> _Task_: Please repeat the material below with "scouting" replaced by "monitoring" everywhere it appears, leaving everything else unchanged.
-------------------------
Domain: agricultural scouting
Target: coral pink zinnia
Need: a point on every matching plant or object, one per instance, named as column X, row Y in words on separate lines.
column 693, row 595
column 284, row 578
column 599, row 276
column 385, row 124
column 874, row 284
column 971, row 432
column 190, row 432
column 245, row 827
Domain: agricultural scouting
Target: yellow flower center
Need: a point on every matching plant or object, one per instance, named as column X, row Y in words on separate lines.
-------------------------
> _Expected answer_:
Domain: agricultural monitoring
Target: coral pink zinnia
Need: a point on every matching plant or object, one per instance, named as column X, row Y in words on separate lines.
column 693, row 595
column 284, row 578
column 599, row 276
column 385, row 124
column 874, row 284
column 971, row 432
column 190, row 432
column 245, row 827
Domain: agricultural monitoring
Target: yellow flower center
Need: a point on every matching plant or object, one per instance, named as column X, row Y in words on separate lines.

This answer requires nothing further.